→ Data excerpted from a collection:
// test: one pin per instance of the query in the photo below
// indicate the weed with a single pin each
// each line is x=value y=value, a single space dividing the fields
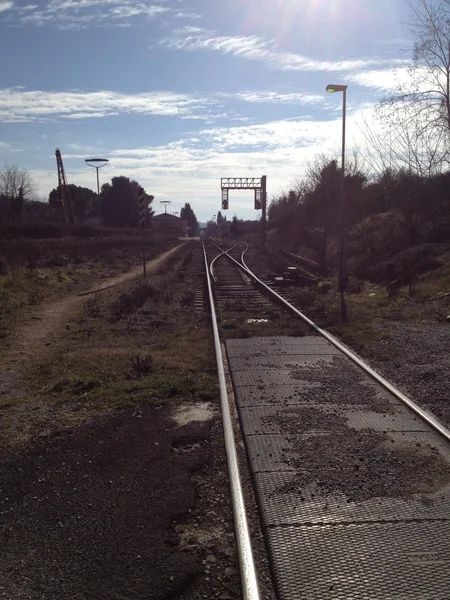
x=129 y=302
x=187 y=299
x=142 y=364
x=92 y=308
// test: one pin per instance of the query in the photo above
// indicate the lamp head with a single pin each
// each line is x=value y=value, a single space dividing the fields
x=334 y=87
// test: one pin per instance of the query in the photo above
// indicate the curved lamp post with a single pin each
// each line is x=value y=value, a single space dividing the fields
x=331 y=89
x=98 y=163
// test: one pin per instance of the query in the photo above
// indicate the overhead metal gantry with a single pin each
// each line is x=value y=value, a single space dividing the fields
x=258 y=184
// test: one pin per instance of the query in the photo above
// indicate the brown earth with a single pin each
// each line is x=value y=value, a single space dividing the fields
x=130 y=504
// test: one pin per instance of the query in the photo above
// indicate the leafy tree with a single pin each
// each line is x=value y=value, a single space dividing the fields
x=188 y=215
x=82 y=200
x=119 y=202
x=235 y=227
x=16 y=188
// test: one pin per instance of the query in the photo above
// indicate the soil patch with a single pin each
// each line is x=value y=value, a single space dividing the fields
x=88 y=514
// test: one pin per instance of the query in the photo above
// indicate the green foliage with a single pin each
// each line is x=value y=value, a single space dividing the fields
x=188 y=215
x=129 y=302
x=119 y=203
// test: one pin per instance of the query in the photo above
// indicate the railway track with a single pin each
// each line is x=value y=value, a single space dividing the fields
x=352 y=478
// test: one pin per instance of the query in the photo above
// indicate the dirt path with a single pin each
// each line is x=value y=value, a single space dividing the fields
x=45 y=324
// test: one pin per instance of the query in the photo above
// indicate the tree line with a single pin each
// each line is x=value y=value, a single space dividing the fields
x=117 y=205
x=397 y=190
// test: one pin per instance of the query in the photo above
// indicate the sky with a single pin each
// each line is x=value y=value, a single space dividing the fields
x=180 y=93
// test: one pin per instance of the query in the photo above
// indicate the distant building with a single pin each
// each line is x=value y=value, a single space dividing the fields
x=170 y=224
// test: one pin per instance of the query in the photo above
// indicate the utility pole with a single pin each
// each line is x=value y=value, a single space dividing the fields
x=263 y=207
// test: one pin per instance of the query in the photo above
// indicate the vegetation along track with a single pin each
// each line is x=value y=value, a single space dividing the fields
x=404 y=470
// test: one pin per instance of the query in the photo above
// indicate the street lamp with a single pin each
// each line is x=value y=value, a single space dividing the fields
x=331 y=89
x=98 y=163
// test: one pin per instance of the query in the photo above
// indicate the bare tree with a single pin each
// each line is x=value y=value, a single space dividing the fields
x=419 y=111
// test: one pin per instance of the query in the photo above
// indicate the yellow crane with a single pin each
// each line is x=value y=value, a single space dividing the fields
x=64 y=192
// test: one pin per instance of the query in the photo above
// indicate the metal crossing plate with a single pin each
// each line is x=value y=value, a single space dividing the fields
x=267 y=346
x=353 y=489
x=302 y=418
x=399 y=561
x=287 y=502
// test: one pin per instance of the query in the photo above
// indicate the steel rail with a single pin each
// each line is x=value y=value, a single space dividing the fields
x=211 y=266
x=249 y=581
x=424 y=414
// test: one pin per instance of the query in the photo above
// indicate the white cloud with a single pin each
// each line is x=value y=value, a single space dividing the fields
x=189 y=170
x=256 y=48
x=269 y=97
x=79 y=14
x=17 y=105
x=385 y=80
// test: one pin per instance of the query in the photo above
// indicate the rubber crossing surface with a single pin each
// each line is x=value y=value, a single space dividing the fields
x=353 y=488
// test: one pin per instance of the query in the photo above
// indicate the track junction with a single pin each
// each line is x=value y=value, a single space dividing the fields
x=351 y=477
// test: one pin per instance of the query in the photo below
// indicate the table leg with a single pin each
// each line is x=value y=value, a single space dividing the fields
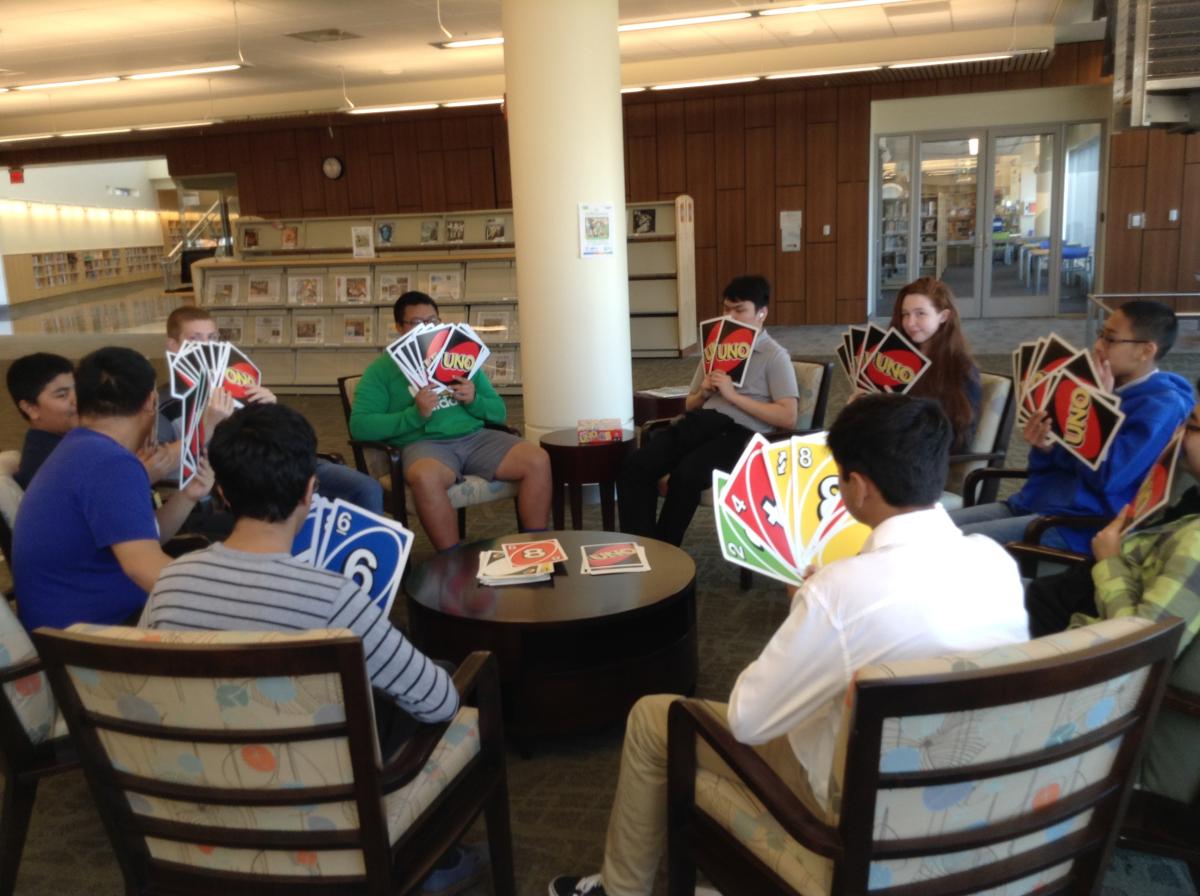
x=576 y=491
x=607 y=506
x=557 y=500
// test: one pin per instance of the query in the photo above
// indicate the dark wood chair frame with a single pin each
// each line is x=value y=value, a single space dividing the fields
x=745 y=577
x=696 y=840
x=1155 y=823
x=994 y=458
x=395 y=458
x=24 y=764
x=390 y=869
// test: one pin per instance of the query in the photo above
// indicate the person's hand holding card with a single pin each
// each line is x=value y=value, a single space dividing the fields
x=463 y=391
x=1107 y=542
x=1037 y=431
x=202 y=482
x=426 y=401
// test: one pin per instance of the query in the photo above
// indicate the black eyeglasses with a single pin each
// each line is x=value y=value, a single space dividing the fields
x=1110 y=340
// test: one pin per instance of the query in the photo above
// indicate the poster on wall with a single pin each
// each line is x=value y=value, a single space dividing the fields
x=597 y=229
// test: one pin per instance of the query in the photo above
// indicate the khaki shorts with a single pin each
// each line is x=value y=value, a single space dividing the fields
x=477 y=455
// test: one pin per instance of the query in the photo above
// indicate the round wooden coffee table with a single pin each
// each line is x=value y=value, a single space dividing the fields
x=575 y=653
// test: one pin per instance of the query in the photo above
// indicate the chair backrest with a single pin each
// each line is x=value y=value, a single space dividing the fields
x=10 y=499
x=813 y=378
x=997 y=410
x=972 y=770
x=227 y=761
x=28 y=713
x=375 y=462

→ EXERCISE TASK: Copy all of the data above line for line, omitting the pictures.

→ REPLY:
// test: one pin per instance of the query in the photo below
// indicate the weed with a single pin each
// each line is x=value y=value, a single space dividing the fields
x=129 y=302
x=187 y=299
x=142 y=364
x=92 y=308
// test: one pin per instance of the query in the photo above
// indicate the lamp head with a single pin each
// each line is x=value y=value, a single space dividing the fields
x=334 y=87
// test: one pin per instance of the query in the photo above
// indicate the curved lamp post with a single pin each
// each line is x=value y=value, a single space dividing the fields
x=331 y=89
x=98 y=163
// test: one pin per instance of the query in the photo above
// indicate the overhead metal gantry with a single pin each
// each line is x=value y=value, a single space dividing the fields
x=258 y=184
// test: one pin per instance of the query in the photo above
// indicate the brown earth with a single pin each
// each line is x=value y=value, a single space dividing the fields
x=130 y=504
// test: one pin per instance of the query in the photo above
// indicate the leafy tree with a single pin each
// each line is x=value y=value, a single space dividing the fields
x=188 y=215
x=82 y=200
x=119 y=202
x=235 y=227
x=16 y=188
// test: one pin per instance of the query in the photo above
// indicate the soil patch with a single pin each
// each line is x=value y=value, a single space dividing the fields
x=88 y=514
// test: one pin per instance of the query in the photo above
// indicate the green foliage with a single pin each
// each line is x=value y=value, a single space dividing the fields
x=188 y=215
x=129 y=302
x=119 y=203
// test: one pin per instance of the query in the photo above
// indicate the railway track with a single pin each
// each line is x=value y=value, a single space dividing the fields
x=352 y=478
// test: one pin per instance of the query in the photo above
// indicate the dirt path with a single pin each
// each line is x=value y=value, a single space dividing the fields
x=45 y=324
// test: one pin per instance of the query in the photo above
// indicate the tree line with a single pin each
// each line is x=value y=value, a single space dividing the fields
x=117 y=205
x=397 y=190
// test: one pin per instance of the query in the photo above
// indicate the sky with a single pin each
// each line is x=value y=value, a single space dividing the fields
x=180 y=93
// test: one pin per instance of the query in the photo above
// indicate the distant building with a single pin each
// each line is x=value y=value, a single space dividing the fields
x=170 y=224
// test: one pin per instance of the query in the photo above
// indicate the utility pole with a single pin each
// each line is x=value y=value, a single space dividing the fields
x=263 y=207
// test: one pin per instance of the query in the photo above
// indicate the vegetation along track with a single pin each
// each line is x=value y=value, a single space dividing the fields
x=404 y=470
// test: one pin per instance of the query in the photo above
// indicate the street lamp with a single pin each
// each line is x=value y=value, a single space dividing the fields
x=331 y=89
x=98 y=163
// test: one pin per instance of the query in the photo above
// indicate the bare tree with a single pin each
// each line is x=value y=value, a single space dividing the fields
x=419 y=111
// test: one pin per instance of the query in the photo above
// indicate the yellow crane with a single pin each
// each line is x=value y=value, a single space dividing the fields
x=64 y=192
// test: one pin per instance of the query in the photo above
// indicate the metal crossing plate with a single pin each
// each line is x=value y=value, a single space dividing the fields
x=267 y=346
x=353 y=489
x=302 y=418
x=399 y=561
x=287 y=502
// test: one pin per instance of the query in the photo above
// indicate the steel rail with a single pin each
// each line is x=value y=value, a single space dividing the fields
x=211 y=266
x=249 y=581
x=424 y=414
// test: one pin per instance of the query in the photo above
// indicate the white cloud with a single pin each
// each line is x=value y=value, a single space dividing the fields
x=189 y=170
x=256 y=48
x=269 y=97
x=79 y=14
x=17 y=105
x=385 y=80
// test: one pin per instance of the query in the photo above
// indicate the rubber crossing surface with a single pin each
// each line is x=value y=value, a single space dividing the fields
x=353 y=488
// test: one pin per instance of the query in the photo above
// indicate the track junction with a single pin each
// each line is x=value y=value, a single space dividing the fields
x=351 y=477
// test: one pin per instance of the query in the photo below
// indicate the table leg with a single pin each
// each line is x=value y=value, a single space dividing the fields
x=576 y=491
x=607 y=506
x=557 y=500
// test: one pin per instance of the query in the photo above
// indicate the dark wood chair frame with a single pin each
// each line is x=value y=value, a single space dividing the fields
x=745 y=577
x=696 y=840
x=1155 y=823
x=994 y=458
x=395 y=458
x=24 y=764
x=390 y=869
// test: one pin per instance of the query in the photo above
// indicate the person's hand holding card with a single pin each
// each line is x=value y=value, a single space dividing the fields
x=463 y=391
x=1107 y=542
x=1037 y=431
x=202 y=482
x=426 y=401
// test: one pin per instance of the query in the photo above
// indicate the black eyeglasses with a single pin each
// each line is x=value y=value, a single space dividing the fields
x=1110 y=340
// test: one pin per instance of the query in the photo above
// indicate the poster on wall with a single pin each
// each line is x=value y=value, a single space dividing the fields
x=597 y=229
// test: one pin per instance of the query in the photo above
// indicate the khaki shorts with a single pin each
// each line is x=value y=value, a single space dividing the fields
x=477 y=455
// test: one pin per instance of the query in the photo above
// indicate the round wooden coffee table with a single pin each
// each line is x=value y=value, a single space dividing the fields
x=575 y=653
// test: one pin per instance of the query in the photo above
// indicate the chair backrest with a single pin each
// each line is x=value y=value, a single space dividing the fields
x=10 y=499
x=813 y=378
x=997 y=410
x=972 y=770
x=227 y=761
x=28 y=713
x=375 y=462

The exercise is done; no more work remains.